» **Given task**: Pull out every line of the material below that contains the string "shorts", and copy each one. Match case exactly.

» **Task inputs**:

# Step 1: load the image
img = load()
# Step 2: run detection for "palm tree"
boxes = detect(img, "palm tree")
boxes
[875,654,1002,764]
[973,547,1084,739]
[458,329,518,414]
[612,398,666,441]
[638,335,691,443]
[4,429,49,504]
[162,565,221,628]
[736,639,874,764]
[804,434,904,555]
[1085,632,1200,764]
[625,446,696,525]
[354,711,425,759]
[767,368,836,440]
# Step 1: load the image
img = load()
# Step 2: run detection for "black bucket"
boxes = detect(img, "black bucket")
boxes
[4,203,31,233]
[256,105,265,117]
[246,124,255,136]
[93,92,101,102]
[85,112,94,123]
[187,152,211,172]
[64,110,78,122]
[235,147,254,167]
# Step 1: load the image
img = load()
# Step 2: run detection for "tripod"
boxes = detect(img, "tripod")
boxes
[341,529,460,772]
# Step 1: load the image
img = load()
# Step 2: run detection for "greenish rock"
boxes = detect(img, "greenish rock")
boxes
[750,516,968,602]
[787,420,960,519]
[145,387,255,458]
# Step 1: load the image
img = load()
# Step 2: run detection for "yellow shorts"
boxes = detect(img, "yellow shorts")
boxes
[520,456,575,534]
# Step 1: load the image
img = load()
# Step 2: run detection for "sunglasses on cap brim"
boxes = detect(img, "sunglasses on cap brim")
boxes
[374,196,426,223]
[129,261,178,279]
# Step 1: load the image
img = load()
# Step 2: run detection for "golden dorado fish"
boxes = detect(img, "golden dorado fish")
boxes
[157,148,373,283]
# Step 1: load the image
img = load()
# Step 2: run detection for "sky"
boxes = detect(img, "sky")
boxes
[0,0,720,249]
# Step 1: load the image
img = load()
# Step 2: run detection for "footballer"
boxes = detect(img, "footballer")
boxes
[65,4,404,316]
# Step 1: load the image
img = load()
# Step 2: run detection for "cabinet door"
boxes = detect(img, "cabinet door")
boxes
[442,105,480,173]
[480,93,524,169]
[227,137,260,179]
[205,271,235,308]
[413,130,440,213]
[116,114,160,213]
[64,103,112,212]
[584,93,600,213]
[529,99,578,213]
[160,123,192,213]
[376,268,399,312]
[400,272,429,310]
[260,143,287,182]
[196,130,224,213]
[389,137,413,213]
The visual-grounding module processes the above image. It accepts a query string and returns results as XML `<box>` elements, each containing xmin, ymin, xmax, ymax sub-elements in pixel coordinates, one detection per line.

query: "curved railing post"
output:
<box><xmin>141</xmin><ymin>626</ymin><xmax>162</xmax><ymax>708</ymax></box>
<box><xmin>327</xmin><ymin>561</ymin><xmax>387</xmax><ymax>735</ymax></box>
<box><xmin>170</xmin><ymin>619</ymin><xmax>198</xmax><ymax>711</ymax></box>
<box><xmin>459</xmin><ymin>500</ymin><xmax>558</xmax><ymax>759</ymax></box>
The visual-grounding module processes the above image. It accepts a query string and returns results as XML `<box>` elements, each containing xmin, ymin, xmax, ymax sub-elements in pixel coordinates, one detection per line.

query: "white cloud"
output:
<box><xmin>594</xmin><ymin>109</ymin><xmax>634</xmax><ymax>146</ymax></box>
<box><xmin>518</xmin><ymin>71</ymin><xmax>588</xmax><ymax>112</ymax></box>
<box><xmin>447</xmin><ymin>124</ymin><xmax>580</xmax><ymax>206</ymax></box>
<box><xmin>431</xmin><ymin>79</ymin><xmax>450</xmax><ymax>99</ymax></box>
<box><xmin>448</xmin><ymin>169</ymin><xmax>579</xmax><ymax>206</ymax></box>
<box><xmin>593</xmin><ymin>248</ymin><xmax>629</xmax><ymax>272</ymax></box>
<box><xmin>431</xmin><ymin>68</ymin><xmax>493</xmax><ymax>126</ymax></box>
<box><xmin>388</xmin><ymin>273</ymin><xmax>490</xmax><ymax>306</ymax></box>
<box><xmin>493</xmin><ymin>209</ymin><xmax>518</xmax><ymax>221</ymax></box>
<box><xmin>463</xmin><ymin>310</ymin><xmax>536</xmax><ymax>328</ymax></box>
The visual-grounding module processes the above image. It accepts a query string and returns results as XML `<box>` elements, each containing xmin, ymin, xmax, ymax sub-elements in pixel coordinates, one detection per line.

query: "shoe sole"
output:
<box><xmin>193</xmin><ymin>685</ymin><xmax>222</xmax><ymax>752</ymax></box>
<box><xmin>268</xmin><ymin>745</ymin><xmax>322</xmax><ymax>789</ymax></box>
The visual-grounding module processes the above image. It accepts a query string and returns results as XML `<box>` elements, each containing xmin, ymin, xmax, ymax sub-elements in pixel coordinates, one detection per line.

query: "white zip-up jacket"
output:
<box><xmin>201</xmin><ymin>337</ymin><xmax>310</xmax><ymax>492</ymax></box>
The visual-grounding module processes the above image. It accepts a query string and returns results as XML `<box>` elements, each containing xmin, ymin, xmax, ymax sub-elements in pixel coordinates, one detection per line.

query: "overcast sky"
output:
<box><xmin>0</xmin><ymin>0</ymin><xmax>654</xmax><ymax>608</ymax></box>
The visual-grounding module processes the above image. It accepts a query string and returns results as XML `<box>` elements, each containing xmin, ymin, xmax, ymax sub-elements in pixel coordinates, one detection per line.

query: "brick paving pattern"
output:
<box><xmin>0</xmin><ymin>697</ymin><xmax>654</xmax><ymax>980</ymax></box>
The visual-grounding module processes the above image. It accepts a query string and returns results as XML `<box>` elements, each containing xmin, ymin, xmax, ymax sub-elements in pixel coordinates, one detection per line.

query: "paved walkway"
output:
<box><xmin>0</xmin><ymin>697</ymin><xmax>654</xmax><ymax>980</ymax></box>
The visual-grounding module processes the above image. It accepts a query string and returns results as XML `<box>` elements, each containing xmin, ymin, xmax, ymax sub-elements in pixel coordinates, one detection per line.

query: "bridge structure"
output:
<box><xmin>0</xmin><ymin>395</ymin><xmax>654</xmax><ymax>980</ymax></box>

» **Correct answer**:
# Step 2: run detection for "yellow shorts"
boxes = detect(img, "yellow shorts")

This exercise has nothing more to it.